Opdracht 1
Op welk bedrag zijn de proceskosten begroot volgens de uitspraak over het consumentenkrediet?
Opdracht 2
Schrijf de uitspraak over het consumentenkrediet verder vanaf de laatste zin.

Brontekst
ECLI:NL:RBROT:2025:9644

Rechtbank Rotterdam

Datum uitspraak
7 augustus 2025
Publicatiedatum
7 augustus 2025
Zaaknummer
11757317 CV EXPL 25-14012
Instantie
Rechtbank Rotterdam
Type
Uitspraak
Procedures
  • Eerste aanleg - enkelvoudig
Rechters
Vindplaatsen
  • Rechtspraak.nl
AI samenvatting door LexboostAutomatisch gegenereerd

Toewijzing van een vordering tot betaling van een kredietbedrag in het kader van consumentenkrediet

In deze zaak vordert IFA Finance DAC, vertegenwoordigd door YARDS Deurwaardersdiensten B.V., betaling van een bedrag van € 272,01 door de gedaagde, die niet in de procedure is verschenen. De gedaagde heeft via de webshop van Otto B.V. een product gekocht en gekozen voor achteraf betalen, wat resulteerde in een doorlopend goederenkrediet. Door een betalingsachterstand van meer dan twee maanden heeft Otto haar vordering op de gedaagde overgedragen aan IFA. De kantonrechter heeft op 19 juni 2025 een tussenvonnis gewezen en na een akte van IFA op 22 juli 2025, is de vordering van IFA toegewezen. De kantonrechter heeft ambtshalve getoetst op oneerlijke bepalingen en informatieverplichtingen, maar geen schendingen gevonden. Ook is de kredietwaardigheid van de gedaagde voldoende getoetst door Otto. De kantonrechter oordeelt dat het resterende kredietbedrag opeisbaar is en dat de gedaagde de proceskosten moet betalen, die zijn begroot op € 366,54. Dit vonnis is uitvoerbaar bij voorraad verklaard.

Beschikbare gegevens

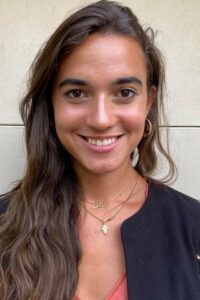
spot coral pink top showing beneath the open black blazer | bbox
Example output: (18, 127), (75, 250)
(74, 273), (128, 300)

Eindantwoord 1
€ 366,54

Eindantwoord 2
Uitspraak

RECHTBANK ROTTERDAM

locatie Rotterdam
zaaknummer: 11454844 CV EXPL 24-32178
datum uitspraak: 7 augustus 2025
Vonnis van de kantonrechter
in de zaak van
de vennootschap naar vreemd recht IFA Finance DAC,
vestigingsplaats: Dublin (Ierland),
eiseres,
gemachtigde: YARDS Deurwaardersdiensten B.V.,
tegen
[gedaagde],
woonplaats: [woonplaats] ,
gedaagde,
die niet in de procedure is verschenen.

1.Het verloop van de procedure

1.1.
IFA vordert in deze procedure betaling door [gedaagde] van een bedrag van € 272,01 met rente en kosten zoals in de dagvaarding omschreven.
1.2.
Tegen [gedaagde] is verstek verleend.
1.3.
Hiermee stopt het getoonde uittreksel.